> Exercise: Locate every line in the data below that contains the word "deck", matching case exactly, and copy each such line in full.

:: The data ::

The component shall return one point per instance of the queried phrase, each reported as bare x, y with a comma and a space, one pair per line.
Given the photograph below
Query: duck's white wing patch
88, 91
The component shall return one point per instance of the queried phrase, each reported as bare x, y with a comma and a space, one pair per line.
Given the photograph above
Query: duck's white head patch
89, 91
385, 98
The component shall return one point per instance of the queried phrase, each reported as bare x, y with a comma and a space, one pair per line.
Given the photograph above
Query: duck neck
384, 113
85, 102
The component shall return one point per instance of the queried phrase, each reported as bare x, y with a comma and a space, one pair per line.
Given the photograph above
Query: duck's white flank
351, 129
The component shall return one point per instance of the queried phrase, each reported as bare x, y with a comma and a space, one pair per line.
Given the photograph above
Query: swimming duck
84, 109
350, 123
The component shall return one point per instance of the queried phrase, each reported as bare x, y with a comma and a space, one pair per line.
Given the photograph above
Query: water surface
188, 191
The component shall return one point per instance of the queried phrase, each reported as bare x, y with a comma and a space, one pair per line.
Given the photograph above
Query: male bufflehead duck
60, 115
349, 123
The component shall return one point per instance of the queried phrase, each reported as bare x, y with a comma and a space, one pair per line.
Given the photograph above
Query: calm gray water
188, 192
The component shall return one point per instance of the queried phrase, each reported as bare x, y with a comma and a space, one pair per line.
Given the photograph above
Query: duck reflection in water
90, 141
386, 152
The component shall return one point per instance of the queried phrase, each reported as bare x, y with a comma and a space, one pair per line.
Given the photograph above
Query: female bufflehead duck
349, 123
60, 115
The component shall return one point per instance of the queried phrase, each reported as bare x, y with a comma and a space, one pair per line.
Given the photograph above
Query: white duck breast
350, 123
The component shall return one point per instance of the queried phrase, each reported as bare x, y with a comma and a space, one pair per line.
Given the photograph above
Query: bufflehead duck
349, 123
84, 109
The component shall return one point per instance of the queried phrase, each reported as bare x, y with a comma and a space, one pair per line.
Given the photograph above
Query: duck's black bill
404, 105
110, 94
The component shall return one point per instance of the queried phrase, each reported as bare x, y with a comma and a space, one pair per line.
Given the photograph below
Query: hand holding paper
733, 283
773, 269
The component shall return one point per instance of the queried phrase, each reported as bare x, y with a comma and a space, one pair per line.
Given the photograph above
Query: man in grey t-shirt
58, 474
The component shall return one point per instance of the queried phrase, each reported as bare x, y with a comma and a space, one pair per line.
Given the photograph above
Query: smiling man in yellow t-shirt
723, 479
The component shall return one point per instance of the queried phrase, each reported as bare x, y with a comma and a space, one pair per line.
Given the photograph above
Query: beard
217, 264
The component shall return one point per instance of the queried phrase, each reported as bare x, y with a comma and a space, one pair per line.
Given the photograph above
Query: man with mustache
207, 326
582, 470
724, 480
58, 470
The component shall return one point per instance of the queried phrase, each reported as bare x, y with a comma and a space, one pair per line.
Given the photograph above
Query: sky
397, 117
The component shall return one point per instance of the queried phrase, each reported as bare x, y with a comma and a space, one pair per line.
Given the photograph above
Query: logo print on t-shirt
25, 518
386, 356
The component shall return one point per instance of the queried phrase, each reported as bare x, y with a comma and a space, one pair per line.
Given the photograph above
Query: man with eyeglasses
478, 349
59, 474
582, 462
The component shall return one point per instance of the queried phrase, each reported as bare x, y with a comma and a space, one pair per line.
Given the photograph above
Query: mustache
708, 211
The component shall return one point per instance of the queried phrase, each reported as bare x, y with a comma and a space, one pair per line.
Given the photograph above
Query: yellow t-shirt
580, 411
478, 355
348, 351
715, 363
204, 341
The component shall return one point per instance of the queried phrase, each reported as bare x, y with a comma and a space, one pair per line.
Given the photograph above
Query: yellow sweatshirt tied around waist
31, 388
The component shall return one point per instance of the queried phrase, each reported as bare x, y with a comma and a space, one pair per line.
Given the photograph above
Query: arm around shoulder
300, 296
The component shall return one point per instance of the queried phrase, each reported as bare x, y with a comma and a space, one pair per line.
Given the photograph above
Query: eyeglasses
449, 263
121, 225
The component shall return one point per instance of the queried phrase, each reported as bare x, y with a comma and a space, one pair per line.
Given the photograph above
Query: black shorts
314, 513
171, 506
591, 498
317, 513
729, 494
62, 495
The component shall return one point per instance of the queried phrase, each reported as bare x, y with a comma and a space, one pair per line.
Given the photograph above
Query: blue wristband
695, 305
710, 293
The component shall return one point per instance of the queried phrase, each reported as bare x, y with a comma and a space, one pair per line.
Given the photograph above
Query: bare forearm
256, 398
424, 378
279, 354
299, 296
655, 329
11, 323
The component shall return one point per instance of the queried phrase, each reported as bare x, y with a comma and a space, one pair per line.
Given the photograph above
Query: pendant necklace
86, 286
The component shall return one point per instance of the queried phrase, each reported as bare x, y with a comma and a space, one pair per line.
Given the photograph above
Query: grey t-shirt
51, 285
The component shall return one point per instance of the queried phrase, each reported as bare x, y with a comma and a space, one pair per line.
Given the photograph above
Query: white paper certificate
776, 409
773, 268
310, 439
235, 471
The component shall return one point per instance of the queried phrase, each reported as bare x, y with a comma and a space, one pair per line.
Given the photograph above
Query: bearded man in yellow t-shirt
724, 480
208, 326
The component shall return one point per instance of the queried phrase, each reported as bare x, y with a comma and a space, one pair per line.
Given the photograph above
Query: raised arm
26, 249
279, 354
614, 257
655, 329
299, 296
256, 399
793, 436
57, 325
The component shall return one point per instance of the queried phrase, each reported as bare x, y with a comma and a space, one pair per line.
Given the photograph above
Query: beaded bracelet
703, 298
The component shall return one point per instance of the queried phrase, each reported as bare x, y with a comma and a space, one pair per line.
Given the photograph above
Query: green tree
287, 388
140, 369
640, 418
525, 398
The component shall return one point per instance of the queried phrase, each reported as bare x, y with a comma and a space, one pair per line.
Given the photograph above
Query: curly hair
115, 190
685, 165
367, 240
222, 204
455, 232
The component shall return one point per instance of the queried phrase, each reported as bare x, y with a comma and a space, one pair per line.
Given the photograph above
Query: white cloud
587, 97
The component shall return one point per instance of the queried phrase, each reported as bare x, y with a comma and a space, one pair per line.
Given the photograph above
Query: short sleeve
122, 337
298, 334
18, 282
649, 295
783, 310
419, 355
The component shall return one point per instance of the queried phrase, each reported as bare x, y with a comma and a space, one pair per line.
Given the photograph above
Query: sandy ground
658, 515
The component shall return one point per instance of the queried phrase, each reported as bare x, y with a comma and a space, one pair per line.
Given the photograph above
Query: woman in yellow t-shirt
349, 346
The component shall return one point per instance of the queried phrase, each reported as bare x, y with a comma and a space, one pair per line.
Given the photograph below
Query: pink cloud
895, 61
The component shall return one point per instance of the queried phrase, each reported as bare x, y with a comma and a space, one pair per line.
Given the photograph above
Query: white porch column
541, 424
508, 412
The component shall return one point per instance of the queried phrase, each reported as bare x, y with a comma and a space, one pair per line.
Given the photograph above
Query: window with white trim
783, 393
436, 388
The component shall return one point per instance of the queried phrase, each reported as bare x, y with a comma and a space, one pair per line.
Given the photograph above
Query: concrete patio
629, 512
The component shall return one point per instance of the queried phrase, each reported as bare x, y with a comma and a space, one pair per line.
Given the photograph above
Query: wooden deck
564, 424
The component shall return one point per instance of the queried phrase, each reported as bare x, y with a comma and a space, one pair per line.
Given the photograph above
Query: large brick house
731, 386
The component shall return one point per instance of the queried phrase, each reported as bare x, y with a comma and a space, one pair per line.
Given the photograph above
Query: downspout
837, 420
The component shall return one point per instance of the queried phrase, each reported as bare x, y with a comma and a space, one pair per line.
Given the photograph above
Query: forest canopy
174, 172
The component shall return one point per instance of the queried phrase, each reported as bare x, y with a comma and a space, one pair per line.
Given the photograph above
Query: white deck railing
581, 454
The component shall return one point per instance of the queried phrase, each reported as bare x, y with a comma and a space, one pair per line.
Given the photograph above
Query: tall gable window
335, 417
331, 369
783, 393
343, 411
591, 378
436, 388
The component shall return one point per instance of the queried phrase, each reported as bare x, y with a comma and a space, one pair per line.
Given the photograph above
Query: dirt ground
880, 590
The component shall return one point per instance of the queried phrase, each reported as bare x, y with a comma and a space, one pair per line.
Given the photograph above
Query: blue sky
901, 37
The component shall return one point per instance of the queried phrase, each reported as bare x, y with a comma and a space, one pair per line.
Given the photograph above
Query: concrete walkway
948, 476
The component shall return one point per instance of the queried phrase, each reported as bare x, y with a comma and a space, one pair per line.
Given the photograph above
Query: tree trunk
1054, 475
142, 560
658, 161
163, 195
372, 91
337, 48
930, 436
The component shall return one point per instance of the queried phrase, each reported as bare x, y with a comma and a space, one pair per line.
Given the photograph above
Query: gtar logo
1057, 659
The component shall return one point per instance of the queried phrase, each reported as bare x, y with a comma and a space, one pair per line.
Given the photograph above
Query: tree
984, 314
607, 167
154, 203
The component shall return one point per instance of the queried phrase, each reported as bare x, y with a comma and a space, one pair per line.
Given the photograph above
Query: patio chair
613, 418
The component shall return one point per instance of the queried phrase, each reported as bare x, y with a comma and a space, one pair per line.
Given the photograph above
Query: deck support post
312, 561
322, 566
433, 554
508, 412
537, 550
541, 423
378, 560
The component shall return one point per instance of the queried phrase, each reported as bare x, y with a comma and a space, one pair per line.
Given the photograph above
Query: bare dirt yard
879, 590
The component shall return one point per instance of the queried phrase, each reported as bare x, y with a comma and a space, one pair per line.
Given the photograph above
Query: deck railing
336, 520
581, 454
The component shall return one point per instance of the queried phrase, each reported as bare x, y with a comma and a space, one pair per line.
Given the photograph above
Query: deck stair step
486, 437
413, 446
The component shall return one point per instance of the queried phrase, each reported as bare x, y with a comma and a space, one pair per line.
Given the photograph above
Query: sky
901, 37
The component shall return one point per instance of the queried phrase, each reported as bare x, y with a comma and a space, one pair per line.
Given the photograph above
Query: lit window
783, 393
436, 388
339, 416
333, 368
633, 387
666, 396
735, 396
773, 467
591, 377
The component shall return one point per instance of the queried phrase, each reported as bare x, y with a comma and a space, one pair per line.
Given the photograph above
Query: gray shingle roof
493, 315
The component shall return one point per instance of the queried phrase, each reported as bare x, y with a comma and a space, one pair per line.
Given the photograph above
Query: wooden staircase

:::

> The solution:
Query: wooden deck
Query: white deck railing
Query: deck support post
Query: deck railing
Query: deck stair step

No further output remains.